==== Passage shown ====
Richard AdamsRichard Adams is a Navy officer posted as the inaugural Chief of Navy Fellow to the University of New South Wales at the Australian Defence Force Academy. He is reading for a PhD: Let the Generals Say No: An argument for morally better law. The dissertation argues broadly that if we are going to take the moral claims of military service seriously, and if we are going to expect officers who serve as Chief of the Defence Force (the generals) to act at anything except a modest administrative level of responsibility, then we must reform laws that make generals the unresisting pawns of politics. The thesis asks for law reform, so generals might resist the unconscionable directions of politics. His interests are in running, rowing, gym, motorcycling, vintage aviation, and music. 

 


Maurice Young

Maurice Young is an Army officer who is combining his broad operational experience with a Master of Philosophy research into the control of access to resources by states. His thesis argues that states have used three methods to control access to resources, namely through a recognised authority; by default; or by conquest. His central contention is that a state's reliance on international law to protect its interests is naive and excludes other options available. The thesis seeks to confirm methods of resource control so that Maurice can then research extra-terrestrial ownership as part of a future PhD dissertation. Maurice also holds a Master of Arts, a Master of Business and is a Thai linguist. His interests are sci-fi, offshore sailing and cooking.
==== Material provided ====
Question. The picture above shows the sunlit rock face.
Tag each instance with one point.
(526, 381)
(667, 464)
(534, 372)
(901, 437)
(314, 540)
====
==== Material provided ====
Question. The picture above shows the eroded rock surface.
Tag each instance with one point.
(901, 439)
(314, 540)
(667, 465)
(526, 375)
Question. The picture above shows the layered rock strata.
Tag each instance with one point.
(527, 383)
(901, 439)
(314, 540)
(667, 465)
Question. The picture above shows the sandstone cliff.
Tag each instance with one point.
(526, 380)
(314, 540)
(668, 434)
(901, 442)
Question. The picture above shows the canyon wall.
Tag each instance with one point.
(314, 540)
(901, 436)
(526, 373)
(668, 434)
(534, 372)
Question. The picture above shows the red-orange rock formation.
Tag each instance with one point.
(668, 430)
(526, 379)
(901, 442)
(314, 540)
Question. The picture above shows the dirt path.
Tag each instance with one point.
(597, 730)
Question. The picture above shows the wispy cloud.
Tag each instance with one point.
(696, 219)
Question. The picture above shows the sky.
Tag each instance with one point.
====
### Task directions
According to the officer profiles, what language does Maurice Young speak as a linguist? This material comes from a separate source.

### Your solution
Thai